* Begin *
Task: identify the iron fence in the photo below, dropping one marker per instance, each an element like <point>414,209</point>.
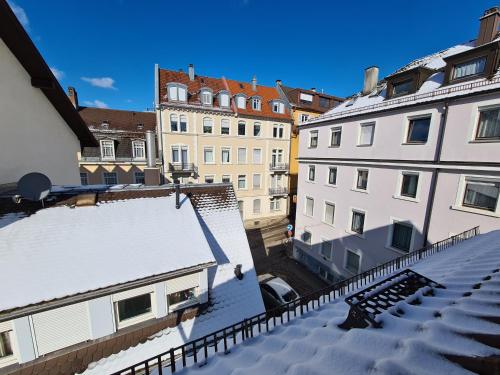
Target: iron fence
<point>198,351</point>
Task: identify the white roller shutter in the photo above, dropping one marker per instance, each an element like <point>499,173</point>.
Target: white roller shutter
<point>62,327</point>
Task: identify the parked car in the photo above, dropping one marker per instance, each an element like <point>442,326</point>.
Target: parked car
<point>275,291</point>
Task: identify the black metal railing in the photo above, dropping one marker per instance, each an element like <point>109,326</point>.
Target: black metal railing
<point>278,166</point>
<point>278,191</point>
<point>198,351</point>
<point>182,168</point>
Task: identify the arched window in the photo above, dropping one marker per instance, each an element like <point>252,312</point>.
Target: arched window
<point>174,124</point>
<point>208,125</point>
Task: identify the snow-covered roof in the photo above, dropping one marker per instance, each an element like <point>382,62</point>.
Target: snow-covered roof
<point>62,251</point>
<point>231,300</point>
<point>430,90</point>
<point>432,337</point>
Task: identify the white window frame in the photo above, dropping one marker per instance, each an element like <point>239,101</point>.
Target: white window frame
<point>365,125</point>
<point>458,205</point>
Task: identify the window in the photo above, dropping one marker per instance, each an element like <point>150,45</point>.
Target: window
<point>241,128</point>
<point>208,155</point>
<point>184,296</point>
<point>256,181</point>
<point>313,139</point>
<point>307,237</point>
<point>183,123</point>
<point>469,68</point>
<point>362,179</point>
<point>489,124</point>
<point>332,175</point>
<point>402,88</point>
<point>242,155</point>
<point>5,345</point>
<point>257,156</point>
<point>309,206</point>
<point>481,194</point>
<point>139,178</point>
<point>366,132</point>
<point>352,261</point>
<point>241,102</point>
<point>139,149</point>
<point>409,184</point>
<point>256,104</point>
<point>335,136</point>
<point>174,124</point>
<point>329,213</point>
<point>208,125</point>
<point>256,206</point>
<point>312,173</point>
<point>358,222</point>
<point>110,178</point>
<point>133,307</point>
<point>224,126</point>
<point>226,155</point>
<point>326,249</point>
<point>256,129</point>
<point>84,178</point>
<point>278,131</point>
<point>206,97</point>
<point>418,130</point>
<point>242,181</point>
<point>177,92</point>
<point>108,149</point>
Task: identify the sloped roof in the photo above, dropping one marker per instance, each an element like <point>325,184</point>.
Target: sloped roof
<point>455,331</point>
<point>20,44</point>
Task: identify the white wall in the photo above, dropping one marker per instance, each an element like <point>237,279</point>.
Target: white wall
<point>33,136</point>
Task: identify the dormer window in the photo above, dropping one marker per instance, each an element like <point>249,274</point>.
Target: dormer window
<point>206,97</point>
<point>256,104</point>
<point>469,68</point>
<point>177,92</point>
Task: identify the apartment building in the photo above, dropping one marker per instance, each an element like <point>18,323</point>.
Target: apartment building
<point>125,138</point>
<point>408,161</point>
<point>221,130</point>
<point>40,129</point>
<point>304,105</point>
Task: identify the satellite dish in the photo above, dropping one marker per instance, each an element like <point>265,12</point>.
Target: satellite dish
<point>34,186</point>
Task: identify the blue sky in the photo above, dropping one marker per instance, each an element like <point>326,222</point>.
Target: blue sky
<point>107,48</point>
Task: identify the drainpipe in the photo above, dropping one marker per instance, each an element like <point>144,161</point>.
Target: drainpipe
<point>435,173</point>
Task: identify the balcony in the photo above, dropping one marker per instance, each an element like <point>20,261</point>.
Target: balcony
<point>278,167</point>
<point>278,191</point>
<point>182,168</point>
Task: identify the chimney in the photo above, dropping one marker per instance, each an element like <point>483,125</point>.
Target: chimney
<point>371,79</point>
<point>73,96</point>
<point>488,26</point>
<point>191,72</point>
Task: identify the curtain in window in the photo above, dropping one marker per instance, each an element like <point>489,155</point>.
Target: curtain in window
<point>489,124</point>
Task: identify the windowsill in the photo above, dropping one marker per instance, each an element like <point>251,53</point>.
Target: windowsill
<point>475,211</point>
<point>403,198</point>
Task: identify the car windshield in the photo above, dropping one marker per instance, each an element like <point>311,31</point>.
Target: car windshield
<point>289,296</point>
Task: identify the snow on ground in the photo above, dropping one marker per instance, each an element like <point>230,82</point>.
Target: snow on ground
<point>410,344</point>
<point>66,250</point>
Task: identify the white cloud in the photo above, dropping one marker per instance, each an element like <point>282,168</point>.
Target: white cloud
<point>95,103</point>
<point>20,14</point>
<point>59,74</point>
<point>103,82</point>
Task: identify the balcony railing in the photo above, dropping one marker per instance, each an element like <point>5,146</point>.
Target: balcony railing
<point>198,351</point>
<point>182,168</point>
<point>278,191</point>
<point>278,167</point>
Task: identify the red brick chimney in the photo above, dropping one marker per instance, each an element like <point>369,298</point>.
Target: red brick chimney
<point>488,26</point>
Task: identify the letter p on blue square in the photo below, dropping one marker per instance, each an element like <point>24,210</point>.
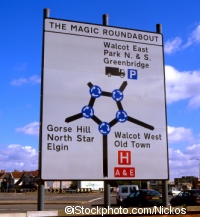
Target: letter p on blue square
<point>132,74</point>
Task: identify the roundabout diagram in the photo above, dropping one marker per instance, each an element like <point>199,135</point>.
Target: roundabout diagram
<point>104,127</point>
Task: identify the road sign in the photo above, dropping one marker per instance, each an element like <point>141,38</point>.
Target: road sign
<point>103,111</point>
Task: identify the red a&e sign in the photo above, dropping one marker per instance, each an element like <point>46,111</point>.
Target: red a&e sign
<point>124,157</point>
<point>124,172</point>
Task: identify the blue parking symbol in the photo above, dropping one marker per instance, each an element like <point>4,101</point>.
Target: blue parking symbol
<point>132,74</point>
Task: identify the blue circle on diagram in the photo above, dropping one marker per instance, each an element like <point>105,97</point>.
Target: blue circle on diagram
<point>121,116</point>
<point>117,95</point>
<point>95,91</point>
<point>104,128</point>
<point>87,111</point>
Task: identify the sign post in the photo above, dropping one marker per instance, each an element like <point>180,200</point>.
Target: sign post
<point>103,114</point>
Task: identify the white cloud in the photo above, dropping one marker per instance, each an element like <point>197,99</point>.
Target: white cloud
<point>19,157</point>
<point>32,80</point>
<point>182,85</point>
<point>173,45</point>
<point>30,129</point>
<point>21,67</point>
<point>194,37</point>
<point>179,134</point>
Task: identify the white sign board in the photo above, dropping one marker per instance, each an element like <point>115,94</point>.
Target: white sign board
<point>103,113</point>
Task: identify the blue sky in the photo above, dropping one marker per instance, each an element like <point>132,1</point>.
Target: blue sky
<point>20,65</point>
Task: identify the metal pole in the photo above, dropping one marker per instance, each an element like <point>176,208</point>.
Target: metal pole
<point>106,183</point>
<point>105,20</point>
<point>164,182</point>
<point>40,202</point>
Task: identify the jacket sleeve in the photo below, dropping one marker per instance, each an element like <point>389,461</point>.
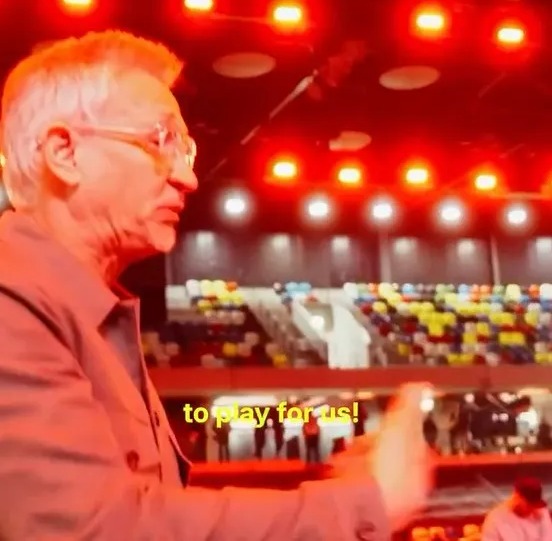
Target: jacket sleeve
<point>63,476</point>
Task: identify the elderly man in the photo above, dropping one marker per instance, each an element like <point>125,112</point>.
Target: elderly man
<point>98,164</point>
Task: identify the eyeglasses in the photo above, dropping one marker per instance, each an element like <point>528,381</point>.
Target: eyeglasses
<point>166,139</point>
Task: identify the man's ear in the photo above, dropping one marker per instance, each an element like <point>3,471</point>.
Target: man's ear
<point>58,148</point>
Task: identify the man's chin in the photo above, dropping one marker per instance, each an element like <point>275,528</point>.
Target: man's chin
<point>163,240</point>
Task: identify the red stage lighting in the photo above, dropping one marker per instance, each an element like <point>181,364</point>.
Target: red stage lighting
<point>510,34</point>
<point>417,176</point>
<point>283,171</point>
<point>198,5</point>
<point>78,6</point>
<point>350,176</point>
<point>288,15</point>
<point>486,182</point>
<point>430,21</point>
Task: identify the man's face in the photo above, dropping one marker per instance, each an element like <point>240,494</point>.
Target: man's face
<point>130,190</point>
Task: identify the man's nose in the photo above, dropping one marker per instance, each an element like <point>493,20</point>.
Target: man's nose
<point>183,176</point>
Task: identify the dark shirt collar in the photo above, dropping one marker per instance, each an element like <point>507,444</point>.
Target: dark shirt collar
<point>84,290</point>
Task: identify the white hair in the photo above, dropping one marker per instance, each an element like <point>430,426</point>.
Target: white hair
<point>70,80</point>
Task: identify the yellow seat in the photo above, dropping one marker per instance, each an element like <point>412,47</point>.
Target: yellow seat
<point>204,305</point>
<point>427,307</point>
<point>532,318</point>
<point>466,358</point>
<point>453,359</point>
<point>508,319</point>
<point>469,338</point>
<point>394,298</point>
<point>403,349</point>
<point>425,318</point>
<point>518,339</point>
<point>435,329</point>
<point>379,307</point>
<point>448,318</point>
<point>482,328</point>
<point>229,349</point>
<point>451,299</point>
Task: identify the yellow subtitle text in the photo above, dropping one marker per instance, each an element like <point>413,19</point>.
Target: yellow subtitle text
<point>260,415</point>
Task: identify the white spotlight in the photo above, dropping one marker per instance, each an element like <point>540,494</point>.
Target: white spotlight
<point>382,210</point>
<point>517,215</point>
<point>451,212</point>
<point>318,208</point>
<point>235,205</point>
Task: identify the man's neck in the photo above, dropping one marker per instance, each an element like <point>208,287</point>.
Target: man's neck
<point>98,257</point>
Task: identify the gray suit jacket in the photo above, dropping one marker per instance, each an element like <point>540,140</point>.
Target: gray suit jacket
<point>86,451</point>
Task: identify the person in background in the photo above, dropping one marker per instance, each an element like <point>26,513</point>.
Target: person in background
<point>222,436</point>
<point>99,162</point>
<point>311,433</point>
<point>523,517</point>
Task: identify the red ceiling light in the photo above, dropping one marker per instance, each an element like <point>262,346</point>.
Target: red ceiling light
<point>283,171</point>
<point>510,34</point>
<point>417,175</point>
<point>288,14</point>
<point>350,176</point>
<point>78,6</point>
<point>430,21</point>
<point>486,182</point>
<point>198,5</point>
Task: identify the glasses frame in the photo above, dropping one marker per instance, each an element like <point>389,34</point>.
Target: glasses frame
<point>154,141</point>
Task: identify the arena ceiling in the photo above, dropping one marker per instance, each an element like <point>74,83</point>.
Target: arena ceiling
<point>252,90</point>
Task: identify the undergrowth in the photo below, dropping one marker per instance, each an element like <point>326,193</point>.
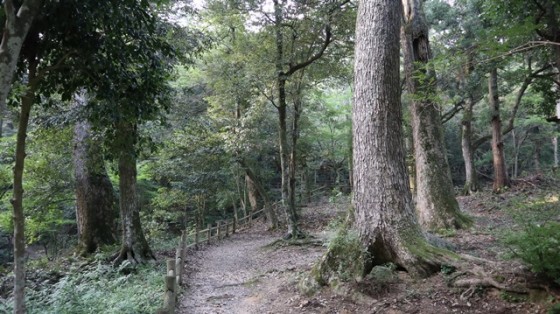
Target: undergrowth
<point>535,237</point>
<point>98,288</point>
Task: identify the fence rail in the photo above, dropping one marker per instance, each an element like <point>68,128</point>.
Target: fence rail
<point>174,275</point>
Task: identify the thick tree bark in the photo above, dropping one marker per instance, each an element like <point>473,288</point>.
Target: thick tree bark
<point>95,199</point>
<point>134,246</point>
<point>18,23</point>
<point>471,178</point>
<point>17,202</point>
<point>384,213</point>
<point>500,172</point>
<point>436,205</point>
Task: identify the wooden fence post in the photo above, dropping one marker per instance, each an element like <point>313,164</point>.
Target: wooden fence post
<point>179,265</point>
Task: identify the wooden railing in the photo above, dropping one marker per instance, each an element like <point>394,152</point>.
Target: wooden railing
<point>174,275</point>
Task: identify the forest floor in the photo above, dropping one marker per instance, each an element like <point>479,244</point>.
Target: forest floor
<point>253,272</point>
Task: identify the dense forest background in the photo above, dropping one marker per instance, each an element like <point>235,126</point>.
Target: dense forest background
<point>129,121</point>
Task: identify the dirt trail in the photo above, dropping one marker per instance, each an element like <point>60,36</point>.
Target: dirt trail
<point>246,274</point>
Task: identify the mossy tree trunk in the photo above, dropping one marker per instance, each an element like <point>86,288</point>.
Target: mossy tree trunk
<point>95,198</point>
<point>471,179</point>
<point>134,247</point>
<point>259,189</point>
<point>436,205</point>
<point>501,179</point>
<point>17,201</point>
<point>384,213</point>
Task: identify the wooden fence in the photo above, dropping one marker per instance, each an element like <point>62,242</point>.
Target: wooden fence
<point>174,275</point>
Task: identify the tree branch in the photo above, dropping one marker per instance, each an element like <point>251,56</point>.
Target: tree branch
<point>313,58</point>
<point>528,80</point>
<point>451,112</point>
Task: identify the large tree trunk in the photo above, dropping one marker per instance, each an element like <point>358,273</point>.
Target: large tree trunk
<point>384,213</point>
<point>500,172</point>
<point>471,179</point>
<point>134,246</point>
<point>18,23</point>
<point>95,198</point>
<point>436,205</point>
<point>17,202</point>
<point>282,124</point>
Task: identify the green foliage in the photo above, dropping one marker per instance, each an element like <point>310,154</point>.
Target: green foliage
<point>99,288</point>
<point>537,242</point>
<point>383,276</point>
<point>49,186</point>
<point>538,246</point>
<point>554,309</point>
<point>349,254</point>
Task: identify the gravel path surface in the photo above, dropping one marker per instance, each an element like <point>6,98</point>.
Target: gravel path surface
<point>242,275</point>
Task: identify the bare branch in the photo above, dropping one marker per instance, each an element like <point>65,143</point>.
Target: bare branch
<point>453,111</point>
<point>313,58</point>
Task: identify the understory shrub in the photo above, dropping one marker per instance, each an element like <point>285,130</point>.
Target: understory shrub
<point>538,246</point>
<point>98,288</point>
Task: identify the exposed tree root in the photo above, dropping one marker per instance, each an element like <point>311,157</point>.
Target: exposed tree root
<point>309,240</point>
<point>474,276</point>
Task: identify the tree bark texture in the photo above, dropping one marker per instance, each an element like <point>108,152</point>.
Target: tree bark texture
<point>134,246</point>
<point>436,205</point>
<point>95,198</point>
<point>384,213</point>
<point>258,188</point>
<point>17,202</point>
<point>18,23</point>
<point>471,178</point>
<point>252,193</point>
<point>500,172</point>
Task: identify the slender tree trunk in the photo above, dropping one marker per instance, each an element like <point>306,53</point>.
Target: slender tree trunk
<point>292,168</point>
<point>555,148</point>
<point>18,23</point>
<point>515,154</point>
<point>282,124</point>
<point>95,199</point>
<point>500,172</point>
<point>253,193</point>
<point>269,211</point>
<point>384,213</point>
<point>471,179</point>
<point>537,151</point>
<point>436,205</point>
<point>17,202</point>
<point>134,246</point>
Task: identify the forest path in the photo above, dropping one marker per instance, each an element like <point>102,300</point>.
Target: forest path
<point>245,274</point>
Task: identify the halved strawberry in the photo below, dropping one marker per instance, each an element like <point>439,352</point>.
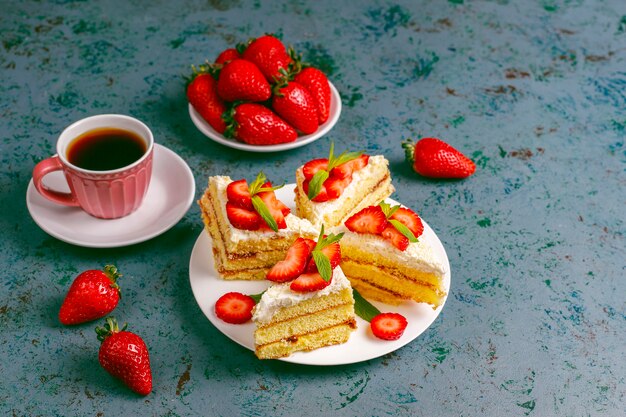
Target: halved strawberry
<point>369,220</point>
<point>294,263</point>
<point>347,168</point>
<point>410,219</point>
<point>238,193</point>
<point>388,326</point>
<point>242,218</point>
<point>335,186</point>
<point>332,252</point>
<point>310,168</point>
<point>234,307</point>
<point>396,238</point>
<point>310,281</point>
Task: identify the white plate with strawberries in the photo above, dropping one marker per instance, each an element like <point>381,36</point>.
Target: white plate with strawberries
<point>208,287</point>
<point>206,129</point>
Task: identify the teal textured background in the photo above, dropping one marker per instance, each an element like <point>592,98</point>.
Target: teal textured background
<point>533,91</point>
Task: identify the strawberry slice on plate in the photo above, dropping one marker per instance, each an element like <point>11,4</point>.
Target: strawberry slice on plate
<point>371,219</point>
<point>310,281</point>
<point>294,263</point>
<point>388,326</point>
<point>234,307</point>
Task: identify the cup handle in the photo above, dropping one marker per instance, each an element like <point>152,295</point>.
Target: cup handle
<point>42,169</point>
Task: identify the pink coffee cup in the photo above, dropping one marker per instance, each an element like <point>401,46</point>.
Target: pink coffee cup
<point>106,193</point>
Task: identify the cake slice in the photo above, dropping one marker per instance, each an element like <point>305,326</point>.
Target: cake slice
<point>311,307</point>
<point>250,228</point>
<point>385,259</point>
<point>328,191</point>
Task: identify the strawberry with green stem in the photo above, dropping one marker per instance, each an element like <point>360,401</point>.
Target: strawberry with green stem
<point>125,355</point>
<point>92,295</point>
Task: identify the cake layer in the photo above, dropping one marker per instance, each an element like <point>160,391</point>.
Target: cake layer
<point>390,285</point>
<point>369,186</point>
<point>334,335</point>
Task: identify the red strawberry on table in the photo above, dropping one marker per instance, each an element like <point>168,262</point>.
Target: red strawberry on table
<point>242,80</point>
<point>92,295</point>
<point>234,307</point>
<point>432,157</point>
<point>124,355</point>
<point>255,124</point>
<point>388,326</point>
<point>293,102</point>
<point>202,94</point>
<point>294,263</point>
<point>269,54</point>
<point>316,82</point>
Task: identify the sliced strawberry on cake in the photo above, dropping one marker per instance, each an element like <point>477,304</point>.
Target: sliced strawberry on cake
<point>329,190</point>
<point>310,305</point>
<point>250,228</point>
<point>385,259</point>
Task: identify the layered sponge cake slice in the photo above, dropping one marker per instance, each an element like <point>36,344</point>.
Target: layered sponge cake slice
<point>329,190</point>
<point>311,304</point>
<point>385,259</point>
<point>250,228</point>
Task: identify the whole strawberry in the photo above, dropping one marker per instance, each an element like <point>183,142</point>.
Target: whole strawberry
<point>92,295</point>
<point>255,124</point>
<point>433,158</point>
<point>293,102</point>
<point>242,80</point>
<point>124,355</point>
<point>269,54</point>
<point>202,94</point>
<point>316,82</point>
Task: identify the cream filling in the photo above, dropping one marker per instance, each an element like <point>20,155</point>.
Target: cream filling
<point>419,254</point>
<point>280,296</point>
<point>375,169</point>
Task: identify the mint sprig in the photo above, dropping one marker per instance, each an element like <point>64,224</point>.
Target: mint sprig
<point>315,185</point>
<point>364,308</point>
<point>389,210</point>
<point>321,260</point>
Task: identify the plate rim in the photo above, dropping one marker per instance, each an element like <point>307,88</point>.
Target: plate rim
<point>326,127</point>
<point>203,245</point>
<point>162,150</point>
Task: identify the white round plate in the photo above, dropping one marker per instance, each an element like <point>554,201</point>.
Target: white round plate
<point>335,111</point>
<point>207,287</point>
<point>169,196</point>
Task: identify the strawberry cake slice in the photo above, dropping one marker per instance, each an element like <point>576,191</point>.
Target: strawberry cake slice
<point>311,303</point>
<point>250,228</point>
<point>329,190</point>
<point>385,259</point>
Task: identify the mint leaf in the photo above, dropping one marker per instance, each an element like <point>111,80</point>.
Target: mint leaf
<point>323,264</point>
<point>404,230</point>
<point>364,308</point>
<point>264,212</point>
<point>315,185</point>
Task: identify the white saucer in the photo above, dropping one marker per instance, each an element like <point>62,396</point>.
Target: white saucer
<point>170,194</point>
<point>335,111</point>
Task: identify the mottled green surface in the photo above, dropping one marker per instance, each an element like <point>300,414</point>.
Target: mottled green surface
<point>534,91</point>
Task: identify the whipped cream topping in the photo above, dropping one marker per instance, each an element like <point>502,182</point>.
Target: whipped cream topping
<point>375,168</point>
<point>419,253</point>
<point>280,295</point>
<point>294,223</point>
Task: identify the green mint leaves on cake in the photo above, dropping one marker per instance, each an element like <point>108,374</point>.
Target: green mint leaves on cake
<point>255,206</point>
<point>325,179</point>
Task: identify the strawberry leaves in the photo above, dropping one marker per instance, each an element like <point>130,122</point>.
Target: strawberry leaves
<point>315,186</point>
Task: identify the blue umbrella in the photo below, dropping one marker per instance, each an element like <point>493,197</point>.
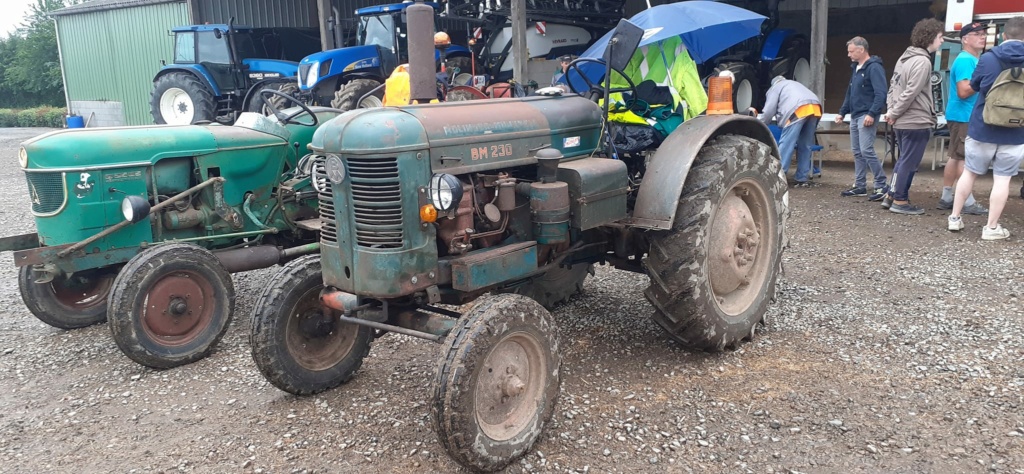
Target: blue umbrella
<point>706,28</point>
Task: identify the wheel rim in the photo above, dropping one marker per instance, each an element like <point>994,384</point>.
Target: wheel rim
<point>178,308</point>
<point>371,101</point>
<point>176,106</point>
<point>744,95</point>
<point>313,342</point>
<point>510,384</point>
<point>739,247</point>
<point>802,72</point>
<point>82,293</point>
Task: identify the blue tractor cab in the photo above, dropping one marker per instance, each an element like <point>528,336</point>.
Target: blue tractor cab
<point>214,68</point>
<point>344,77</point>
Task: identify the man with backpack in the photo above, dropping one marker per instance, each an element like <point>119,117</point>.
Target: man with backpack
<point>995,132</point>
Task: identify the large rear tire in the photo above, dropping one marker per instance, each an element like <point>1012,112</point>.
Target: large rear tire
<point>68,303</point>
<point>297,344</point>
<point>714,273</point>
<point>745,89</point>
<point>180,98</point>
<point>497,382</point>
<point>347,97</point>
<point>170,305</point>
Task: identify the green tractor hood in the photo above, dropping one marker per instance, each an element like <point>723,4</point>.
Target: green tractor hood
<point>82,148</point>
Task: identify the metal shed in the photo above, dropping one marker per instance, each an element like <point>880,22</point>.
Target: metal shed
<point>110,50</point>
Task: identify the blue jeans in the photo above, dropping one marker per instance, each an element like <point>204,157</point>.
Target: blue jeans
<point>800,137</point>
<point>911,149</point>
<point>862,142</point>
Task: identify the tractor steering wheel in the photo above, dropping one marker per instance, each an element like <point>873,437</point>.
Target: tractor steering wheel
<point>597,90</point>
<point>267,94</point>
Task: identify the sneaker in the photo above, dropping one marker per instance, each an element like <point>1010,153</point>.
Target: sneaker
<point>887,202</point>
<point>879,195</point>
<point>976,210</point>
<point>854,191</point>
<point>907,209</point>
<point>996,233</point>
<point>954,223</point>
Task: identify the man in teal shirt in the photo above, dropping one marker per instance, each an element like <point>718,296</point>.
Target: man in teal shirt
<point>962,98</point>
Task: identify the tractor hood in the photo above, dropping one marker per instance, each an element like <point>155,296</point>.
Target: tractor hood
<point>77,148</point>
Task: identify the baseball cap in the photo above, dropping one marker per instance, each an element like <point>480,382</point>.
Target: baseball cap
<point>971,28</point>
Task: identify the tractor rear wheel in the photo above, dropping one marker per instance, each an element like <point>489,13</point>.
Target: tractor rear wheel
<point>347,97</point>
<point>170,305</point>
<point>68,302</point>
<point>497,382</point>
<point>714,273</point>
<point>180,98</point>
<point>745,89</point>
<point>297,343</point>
* End *
- [Task description] Rewrite the lines between the one holding "Task: identify the snow-covered" and the one holding "<point>458,205</point>", inclusive, as a numbered list, leaving out any blank lines.

- [Written answer]
1. Task: identify the snow-covered roof in the photo above, dropping one marker per instance, each an element like <point>382,62</point>.
2. Target: snow-covered roof
3. <point>62,251</point>
4. <point>231,300</point>
5. <point>430,90</point>
6. <point>432,337</point>
7. Task: identify the white window frame in the photo above, dropping one marker per instance, each an element like <point>239,101</point>.
8. Target: white window frame
9. <point>365,125</point>
10. <point>458,205</point>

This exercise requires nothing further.